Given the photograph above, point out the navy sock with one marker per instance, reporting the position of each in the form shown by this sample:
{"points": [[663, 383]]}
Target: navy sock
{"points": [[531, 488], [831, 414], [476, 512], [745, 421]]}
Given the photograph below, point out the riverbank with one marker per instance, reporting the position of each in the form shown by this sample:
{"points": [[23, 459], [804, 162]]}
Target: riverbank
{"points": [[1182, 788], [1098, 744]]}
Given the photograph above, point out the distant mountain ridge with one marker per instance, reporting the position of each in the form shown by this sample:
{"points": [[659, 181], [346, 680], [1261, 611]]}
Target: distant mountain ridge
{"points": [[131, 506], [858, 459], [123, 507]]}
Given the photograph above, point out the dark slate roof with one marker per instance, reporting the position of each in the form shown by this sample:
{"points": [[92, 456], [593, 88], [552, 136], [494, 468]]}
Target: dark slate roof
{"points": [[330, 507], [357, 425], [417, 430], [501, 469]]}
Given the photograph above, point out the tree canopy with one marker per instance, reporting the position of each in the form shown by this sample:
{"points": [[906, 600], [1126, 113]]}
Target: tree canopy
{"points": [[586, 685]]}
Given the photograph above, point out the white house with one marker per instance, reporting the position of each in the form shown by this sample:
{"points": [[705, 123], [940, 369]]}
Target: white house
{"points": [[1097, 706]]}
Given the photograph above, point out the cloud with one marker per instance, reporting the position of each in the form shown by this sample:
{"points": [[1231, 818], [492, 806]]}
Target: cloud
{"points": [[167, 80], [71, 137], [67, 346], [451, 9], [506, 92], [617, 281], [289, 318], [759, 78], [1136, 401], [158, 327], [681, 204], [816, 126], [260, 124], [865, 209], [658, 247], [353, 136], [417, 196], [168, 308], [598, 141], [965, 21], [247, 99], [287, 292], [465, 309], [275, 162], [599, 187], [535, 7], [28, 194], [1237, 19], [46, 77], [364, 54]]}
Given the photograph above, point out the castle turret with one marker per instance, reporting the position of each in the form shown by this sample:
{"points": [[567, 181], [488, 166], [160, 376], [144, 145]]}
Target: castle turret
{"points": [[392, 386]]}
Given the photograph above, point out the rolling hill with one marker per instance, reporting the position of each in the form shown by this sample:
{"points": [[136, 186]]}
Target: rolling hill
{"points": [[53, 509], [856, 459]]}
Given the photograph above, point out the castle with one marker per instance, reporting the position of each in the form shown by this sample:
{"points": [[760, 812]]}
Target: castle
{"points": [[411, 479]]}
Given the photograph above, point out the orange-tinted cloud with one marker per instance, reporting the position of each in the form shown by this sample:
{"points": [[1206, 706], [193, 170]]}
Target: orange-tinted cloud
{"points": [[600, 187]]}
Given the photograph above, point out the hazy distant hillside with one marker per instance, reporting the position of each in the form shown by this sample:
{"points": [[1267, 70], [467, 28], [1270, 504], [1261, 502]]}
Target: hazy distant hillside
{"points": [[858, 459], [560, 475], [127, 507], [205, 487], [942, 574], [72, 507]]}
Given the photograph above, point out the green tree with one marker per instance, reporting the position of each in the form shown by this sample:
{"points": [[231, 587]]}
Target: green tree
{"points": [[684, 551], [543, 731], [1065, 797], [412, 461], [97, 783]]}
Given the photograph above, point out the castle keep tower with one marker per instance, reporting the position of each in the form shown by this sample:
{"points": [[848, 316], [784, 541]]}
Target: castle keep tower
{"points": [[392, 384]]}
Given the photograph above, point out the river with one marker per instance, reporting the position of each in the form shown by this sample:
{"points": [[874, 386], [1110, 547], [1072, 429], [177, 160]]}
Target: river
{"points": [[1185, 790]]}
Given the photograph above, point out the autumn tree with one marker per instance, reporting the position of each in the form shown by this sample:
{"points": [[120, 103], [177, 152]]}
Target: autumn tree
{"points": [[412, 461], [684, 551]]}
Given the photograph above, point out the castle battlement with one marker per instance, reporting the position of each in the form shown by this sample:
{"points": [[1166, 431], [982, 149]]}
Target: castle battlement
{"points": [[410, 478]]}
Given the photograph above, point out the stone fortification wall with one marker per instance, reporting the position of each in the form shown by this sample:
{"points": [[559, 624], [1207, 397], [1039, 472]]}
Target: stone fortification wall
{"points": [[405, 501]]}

================================

The expected output is the complete listing, word for word.

◆ Solution ◆
Given the photograph above, point out the navy sock with one marker per instance, reporting the position of each in the form shown by this sample:
{"points": [[663, 383]]}
Target: navy sock
{"points": [[531, 488], [831, 414], [476, 512], [745, 421]]}
Given the photograph below, point out the riverbank with one marker per instance, reporting the position of each in the form shown by this sample:
{"points": [[23, 459], [804, 162]]}
Target: riverbank
{"points": [[1182, 788], [1098, 744]]}
Given the photograph above, point out the distant mountain ridge with one marker per instance, reporting the position of each in the form shown by this sample:
{"points": [[659, 181], [346, 680], [1261, 611]]}
Target: distant mountain ridge
{"points": [[131, 506], [858, 459], [123, 507]]}
Given the photograph above, point out the dark slate roof with one marker per instance, reporting the position of each in the form shown by this sample:
{"points": [[92, 456], [593, 88], [552, 136], [494, 468]]}
Target: dark slate roof
{"points": [[330, 507], [357, 425], [417, 430], [501, 469]]}
Given the photograph above, point out the tree canopy with one marker per instance, reporting the position of each in the form shown by this sample:
{"points": [[906, 600], [1126, 113]]}
Target: tree canopy
{"points": [[586, 685]]}
Given the photograph above, point out the white house with one marker per instance, reporting the position of each in the form shown by this sample:
{"points": [[705, 123], [940, 369]]}
Target: white house
{"points": [[1097, 706]]}
Given the photograph above, point out the cloud with one marker per instance, reporting the position of each in the form shown by this sample:
{"points": [[1231, 818], [492, 806]]}
Target: cloud
{"points": [[167, 80], [71, 137], [67, 346], [451, 9], [506, 92], [617, 281], [289, 318], [759, 78], [1136, 401], [158, 327], [681, 204], [816, 126], [260, 124], [865, 209], [658, 247], [353, 136], [417, 196], [168, 308], [598, 141], [965, 21], [247, 99], [287, 292], [465, 309], [275, 162], [599, 187], [535, 7], [28, 194], [1237, 19], [46, 77], [364, 54]]}
Given the photograph above, point out the castle turret with one marker per instance, reporting the position of each in the form shown by this sample:
{"points": [[567, 181], [488, 166], [160, 376], [144, 145]]}
Target: castle turret
{"points": [[392, 386]]}
Given the photograph above, point out the rolling hill with one marker per instance, reporting the position of each in the form shown by this sample:
{"points": [[136, 186]]}
Target: rolling hill
{"points": [[53, 509], [856, 459]]}
Given the photograph above, point out the castle with one marker per instance, reporting the position of each in the form shown by this sample:
{"points": [[760, 812]]}
Target: castle
{"points": [[411, 479]]}
Given the photograph above, point out the orange-tinted cloud with one marker per instance, reporting the position of each in the form shown by this sample:
{"points": [[1206, 706], [193, 170]]}
Target: orange-tinted cloud
{"points": [[600, 187]]}
Given the photograph above, point out the hazy distant hillside with one marker per instance, reporting the position of each in the form shown by this sample:
{"points": [[1267, 70], [467, 28], [1270, 504], [1261, 502]]}
Target: hazy distant hillside
{"points": [[858, 459], [560, 475], [127, 507], [205, 487], [942, 574], [72, 507]]}
Given the photograph above, point out the green tree with one marker per instance, reporting the position of each in the form shown by this sample:
{"points": [[231, 587]]}
Target: green tree
{"points": [[684, 551], [543, 731], [1065, 797], [412, 461], [97, 783]]}
Given the photograph above, point out the castle keep tower with one marker per instance, reporting the position of each in the form shown by this sample:
{"points": [[848, 316], [784, 541]]}
Target: castle keep tower
{"points": [[392, 384]]}
Given the photograph above, point out the river with one marker per instance, reporting the position of each in the form shown by this sample:
{"points": [[874, 386], [1110, 547], [1072, 429], [177, 160]]}
Target: river
{"points": [[1185, 790]]}
Given the photograph above, point out the autumn tree with one marker per instance, reporting the position of each in the form shown by this sample:
{"points": [[120, 103], [177, 152]]}
Target: autumn tree
{"points": [[412, 461], [684, 551]]}
Given the photograph above, point out the castle battlement with one marker per instance, reporting the position of each in the form shown by this sample:
{"points": [[1166, 431], [982, 149]]}
Target: castle battlement
{"points": [[410, 478]]}
Given the photograph above, point out the stone fortification wall with one marker per instance, reporting the position of each in the form shown by this sample:
{"points": [[559, 624], [1207, 397], [1039, 472]]}
Target: stone fortification wall
{"points": [[405, 501]]}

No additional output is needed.